Task instructions:
Copy out every record below exactly as written, but leave out any pictures.

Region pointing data
=== Section Start ===

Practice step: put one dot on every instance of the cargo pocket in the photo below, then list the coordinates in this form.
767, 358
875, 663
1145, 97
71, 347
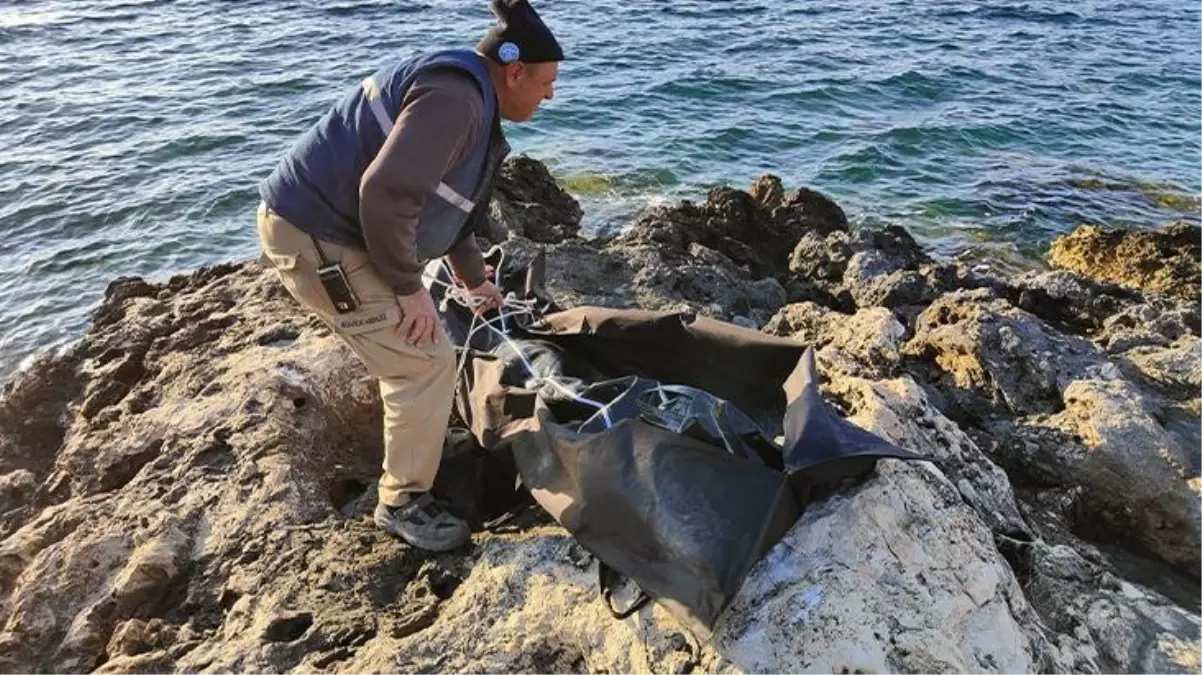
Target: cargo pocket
301, 280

=== Section End ===

Result for this exercise:
Practice step: put one dot on every instance of the cargo pocket in the photo below, then list the coordinates in this form.
767, 358
875, 663
1145, 97
71, 347
Target: cargo pocket
301, 280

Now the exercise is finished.